WORK REQUIRED: Please return all the records exactly, with nothing left out.

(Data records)
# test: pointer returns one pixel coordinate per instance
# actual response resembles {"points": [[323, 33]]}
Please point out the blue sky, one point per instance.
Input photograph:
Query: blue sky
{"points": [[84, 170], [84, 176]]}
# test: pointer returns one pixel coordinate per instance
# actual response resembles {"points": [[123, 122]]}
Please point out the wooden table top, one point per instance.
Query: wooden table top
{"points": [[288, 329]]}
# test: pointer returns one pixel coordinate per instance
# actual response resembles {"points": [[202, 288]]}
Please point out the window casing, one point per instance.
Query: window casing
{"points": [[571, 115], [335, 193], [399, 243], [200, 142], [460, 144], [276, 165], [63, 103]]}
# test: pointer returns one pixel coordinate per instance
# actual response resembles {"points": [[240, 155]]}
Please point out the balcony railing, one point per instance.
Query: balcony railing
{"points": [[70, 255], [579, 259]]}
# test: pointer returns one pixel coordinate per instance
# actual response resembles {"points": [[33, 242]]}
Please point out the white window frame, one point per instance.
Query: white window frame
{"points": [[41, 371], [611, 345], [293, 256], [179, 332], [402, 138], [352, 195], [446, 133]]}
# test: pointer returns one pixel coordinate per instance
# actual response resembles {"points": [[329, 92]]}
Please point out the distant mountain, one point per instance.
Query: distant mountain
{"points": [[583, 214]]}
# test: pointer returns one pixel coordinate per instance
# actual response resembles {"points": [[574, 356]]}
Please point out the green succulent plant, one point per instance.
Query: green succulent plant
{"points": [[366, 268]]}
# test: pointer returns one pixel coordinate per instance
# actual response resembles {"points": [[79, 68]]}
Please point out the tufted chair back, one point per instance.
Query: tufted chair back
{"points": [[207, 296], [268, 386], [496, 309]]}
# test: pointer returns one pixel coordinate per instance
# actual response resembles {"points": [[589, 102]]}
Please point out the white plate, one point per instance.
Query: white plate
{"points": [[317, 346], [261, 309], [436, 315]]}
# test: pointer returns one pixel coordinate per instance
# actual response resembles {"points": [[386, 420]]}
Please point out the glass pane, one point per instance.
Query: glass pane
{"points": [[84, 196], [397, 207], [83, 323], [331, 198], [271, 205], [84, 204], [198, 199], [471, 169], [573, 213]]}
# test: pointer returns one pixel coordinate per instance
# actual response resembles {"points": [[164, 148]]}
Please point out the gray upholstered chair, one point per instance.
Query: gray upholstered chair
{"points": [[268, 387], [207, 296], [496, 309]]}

ANSWER TO THE EXERCISE:
# test: pointer returns one pixel coordinate per instance
# actual response resembles {"points": [[323, 33]]}
Please point out the blue sky, one point per instance.
Input photograph:
Query: blue sky
{"points": [[84, 170], [84, 176]]}
# test: pointer returns one pixel coordinate per instance
# actual response resembles {"points": [[123, 122]]}
Please point out the wooden table top, one point per instance.
Query: wooden table top
{"points": [[288, 329]]}
# test: pointer returns one pixel coordinate per instance
# actual response resembles {"points": [[202, 288]]}
Please point out the window casing, one point per instance.
Query: window casing
{"points": [[571, 115], [335, 193], [399, 243], [200, 142], [460, 144], [276, 165], [63, 103]]}
# test: pointer returns one pixel coordinate per instance
# actual response resembles {"points": [[240, 155]]}
Please point out the balcony railing, one point per instance.
Query: balcony railing
{"points": [[70, 255], [579, 259]]}
# test: pointer returns one pixel coordinate per instance
# actual response resembles {"points": [[33, 242]]}
Please point out the white window frame, one point per instance.
Query: white window frame
{"points": [[41, 371], [611, 345], [293, 256], [179, 332], [402, 138], [352, 195], [446, 133]]}
# test: pointer returns one pixel coordinate per instance
# actual response resembles {"points": [[329, 92]]}
Please point out the distant mountain, one point per instance.
Query: distant mountain
{"points": [[583, 214]]}
# test: pointer returns one pixel coordinate per instance
# actual response resembles {"points": [[574, 356]]}
Please point out the green succulent plant, one point per instance.
Query: green succulent plant
{"points": [[366, 268]]}
# test: pointer returns one pixel coordinate per instance
# actual response resembles {"points": [[79, 68]]}
Please point out the tufted chair back, one point per instance.
Query: tufted chair back
{"points": [[207, 296], [268, 386], [496, 309]]}
# test: pointer returns one pixel coordinate per instance
# actual response resembles {"points": [[589, 102]]}
Please point out the white plate, one point per instance.
Query: white plate
{"points": [[317, 346], [261, 309], [436, 315]]}
# test: pointer returns one pixel coordinate per instance
# actual response resembles {"points": [[386, 420]]}
Please point out the glass pane, one point per instance.
Query: glass pane
{"points": [[84, 196], [397, 207], [83, 323], [331, 198], [271, 205], [84, 204], [198, 199], [471, 169], [573, 213]]}
# test: pointer returns one pixel coordinate per instance
# actual response resembles {"points": [[164, 148]]}
Please point out the gray upholstered chair, one point per instance.
Query: gray upholstered chair
{"points": [[268, 387], [207, 296], [496, 309]]}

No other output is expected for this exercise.